** BEGIN Given data **

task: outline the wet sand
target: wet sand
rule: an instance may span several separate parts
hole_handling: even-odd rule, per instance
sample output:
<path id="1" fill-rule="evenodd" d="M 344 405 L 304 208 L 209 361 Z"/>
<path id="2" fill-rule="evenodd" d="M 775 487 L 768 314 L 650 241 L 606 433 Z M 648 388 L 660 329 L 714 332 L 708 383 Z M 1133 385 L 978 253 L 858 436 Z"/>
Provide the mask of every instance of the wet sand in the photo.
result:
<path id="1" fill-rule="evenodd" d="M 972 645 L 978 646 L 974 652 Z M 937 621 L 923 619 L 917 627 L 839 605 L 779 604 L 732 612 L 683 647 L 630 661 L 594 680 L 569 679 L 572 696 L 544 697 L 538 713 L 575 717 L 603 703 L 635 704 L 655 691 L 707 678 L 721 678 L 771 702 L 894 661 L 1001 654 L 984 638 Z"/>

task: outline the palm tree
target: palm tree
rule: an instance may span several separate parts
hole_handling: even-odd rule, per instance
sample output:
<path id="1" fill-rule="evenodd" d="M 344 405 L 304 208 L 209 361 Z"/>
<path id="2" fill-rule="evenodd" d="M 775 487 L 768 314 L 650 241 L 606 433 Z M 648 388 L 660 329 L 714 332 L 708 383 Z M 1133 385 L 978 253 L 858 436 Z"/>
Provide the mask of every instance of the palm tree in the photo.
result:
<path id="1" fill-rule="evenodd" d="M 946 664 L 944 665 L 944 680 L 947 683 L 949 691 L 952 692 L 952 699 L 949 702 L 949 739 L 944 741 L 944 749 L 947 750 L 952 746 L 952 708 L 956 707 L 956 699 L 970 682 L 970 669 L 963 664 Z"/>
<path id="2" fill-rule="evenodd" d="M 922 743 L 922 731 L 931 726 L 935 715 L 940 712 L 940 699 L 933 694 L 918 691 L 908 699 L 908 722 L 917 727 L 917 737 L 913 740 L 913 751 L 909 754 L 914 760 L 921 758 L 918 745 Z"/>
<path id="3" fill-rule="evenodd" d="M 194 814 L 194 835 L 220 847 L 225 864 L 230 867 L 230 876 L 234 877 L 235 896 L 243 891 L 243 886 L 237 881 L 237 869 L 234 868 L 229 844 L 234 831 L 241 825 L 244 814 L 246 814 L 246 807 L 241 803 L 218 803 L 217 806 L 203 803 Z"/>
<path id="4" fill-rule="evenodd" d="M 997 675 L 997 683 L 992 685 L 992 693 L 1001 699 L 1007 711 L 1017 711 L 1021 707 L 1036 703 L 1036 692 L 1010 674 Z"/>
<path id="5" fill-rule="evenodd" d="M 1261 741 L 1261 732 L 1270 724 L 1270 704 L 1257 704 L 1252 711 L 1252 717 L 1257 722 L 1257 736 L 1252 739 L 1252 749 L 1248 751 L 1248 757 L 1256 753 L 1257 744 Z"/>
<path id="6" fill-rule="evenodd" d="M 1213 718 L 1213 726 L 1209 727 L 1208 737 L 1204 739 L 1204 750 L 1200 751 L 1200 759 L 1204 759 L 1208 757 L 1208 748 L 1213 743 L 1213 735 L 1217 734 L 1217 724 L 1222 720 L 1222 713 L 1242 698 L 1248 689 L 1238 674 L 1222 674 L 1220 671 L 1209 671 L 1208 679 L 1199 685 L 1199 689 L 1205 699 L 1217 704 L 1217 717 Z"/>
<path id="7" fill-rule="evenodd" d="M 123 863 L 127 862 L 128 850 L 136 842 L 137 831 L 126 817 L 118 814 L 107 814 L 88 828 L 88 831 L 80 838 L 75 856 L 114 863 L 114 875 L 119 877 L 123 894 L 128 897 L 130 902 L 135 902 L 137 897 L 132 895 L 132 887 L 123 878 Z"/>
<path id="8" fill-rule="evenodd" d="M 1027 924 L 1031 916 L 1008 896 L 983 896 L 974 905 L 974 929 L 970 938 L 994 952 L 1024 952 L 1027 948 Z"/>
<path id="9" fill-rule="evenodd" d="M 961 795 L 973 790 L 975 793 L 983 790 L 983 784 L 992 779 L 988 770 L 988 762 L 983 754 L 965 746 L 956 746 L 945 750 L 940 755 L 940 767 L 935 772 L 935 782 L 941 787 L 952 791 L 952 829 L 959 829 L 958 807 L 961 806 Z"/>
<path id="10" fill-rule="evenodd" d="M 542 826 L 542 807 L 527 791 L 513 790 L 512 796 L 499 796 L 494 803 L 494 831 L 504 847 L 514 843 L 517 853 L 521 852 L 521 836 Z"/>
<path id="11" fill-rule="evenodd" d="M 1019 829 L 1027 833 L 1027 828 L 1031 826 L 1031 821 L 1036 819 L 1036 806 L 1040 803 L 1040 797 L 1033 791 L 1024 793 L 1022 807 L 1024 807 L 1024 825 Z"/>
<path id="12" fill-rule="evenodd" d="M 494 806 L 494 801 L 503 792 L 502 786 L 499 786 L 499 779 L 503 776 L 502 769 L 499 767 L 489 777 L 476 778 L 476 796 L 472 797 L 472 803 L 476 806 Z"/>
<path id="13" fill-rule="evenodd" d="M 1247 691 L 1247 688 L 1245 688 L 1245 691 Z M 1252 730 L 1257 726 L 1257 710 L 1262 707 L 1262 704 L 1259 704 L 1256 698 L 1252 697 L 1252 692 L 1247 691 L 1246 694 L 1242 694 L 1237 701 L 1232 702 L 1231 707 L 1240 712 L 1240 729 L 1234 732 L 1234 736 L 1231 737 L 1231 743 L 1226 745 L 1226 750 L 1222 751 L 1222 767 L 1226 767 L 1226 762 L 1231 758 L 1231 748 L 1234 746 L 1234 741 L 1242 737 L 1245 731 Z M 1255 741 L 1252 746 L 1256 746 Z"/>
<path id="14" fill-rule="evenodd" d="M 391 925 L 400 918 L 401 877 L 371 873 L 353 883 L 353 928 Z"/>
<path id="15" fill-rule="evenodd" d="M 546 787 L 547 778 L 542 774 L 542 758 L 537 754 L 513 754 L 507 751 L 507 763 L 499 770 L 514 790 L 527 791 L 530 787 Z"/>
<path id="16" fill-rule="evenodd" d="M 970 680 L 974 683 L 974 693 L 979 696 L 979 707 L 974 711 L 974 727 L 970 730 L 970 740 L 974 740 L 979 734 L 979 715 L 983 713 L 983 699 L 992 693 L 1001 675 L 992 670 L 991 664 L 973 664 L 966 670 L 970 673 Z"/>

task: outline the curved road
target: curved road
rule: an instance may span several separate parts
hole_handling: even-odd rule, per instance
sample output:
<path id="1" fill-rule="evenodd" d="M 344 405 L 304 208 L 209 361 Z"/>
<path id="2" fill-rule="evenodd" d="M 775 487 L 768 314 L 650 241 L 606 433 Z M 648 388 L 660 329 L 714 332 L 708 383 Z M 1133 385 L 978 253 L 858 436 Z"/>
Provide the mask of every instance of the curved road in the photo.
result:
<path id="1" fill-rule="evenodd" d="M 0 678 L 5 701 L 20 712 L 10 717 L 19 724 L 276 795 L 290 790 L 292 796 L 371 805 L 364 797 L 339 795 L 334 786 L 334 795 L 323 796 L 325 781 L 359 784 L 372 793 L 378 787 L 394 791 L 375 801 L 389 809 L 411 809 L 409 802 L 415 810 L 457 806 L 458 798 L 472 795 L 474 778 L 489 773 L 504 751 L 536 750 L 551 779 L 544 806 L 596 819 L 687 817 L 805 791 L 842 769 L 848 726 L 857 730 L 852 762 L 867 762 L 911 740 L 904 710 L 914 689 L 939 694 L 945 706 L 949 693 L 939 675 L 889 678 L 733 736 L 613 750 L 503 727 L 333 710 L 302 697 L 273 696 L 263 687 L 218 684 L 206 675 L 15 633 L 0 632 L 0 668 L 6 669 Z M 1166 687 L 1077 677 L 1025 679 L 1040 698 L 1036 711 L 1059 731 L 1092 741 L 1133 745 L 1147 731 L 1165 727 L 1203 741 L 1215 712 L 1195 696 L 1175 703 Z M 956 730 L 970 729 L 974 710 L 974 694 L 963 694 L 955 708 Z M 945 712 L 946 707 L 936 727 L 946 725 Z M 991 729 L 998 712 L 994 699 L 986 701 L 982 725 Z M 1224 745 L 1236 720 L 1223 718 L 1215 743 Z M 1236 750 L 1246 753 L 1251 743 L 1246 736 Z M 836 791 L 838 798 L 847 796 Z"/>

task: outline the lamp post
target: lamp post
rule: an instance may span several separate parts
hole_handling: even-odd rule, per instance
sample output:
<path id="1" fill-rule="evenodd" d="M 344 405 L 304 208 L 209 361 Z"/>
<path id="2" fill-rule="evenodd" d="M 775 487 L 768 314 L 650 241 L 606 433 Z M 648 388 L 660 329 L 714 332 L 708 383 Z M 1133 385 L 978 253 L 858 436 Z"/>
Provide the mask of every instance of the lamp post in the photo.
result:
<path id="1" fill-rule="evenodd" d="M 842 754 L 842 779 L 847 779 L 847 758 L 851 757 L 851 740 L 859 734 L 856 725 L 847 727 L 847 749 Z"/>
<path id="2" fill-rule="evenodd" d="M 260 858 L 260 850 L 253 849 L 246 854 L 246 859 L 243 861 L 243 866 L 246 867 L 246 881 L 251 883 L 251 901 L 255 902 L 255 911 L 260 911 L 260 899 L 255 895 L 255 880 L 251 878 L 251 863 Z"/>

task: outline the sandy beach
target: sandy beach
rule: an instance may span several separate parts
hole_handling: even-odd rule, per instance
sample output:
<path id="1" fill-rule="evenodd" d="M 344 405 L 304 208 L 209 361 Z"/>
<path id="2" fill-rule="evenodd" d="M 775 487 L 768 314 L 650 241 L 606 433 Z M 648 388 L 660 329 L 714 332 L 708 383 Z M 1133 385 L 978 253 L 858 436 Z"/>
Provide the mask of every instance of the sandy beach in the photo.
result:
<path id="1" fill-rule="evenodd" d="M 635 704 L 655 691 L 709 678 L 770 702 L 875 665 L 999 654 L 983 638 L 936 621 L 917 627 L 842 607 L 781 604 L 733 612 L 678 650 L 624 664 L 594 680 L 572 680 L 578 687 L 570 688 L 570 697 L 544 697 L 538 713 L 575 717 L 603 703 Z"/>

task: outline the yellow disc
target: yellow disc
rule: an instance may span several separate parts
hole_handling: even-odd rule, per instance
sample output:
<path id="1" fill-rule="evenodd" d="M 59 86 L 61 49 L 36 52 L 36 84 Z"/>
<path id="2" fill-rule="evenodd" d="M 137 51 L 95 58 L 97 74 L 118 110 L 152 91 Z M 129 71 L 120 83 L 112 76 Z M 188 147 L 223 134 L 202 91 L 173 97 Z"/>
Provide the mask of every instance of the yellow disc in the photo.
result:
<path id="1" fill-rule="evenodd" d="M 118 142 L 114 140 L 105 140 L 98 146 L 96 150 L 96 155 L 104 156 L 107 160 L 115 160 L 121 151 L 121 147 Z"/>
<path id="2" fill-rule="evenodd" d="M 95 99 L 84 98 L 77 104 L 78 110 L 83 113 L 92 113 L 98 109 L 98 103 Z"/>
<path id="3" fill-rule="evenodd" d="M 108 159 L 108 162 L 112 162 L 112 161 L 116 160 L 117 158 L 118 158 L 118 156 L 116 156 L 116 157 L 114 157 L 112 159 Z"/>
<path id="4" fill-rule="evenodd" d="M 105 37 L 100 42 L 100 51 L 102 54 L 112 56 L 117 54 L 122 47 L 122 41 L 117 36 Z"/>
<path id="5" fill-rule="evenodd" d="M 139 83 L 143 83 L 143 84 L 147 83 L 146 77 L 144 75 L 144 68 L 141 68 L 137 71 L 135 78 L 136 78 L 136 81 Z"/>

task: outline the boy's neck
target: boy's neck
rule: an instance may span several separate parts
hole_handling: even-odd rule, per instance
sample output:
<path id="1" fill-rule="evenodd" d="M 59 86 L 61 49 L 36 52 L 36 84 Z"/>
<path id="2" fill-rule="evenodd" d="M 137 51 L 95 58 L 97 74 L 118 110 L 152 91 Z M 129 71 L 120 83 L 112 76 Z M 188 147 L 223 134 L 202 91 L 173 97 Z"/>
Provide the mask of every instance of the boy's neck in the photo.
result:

** END Given data **

**To be done:**
Lay out the items from the start through the line containing "972 645 L 978" as a two-column CSV with the headers item_text and item_answer, one row per item. Put each item's text and its answer in a single quoted field each, with line breaks replaced by spaces.

**The solution:**
item_text,item_answer
"task: outline the wet sand target: wet sand rule: an instance may span several separate parts hole_handling: even-odd rule, per instance sample output: <path id=""1"" fill-rule=""evenodd"" d=""M 344 405 L 304 208 L 209 361 Z""/> <path id=""2"" fill-rule=""evenodd"" d=""M 775 487 L 768 314 L 650 241 L 606 433 Z M 648 388 L 660 329 L 714 332 L 708 383 Z M 1133 385 L 978 253 L 858 436 Z""/> Provide the mask of every instance of the wet sand in the photo. result:","<path id=""1"" fill-rule=""evenodd"" d=""M 972 645 L 978 646 L 974 652 Z M 937 621 L 923 619 L 917 627 L 839 605 L 779 604 L 732 612 L 683 647 L 630 661 L 594 680 L 569 679 L 572 696 L 544 697 L 538 713 L 575 717 L 603 703 L 635 704 L 655 691 L 707 678 L 721 678 L 771 702 L 894 661 L 1001 654 L 984 638 Z""/>"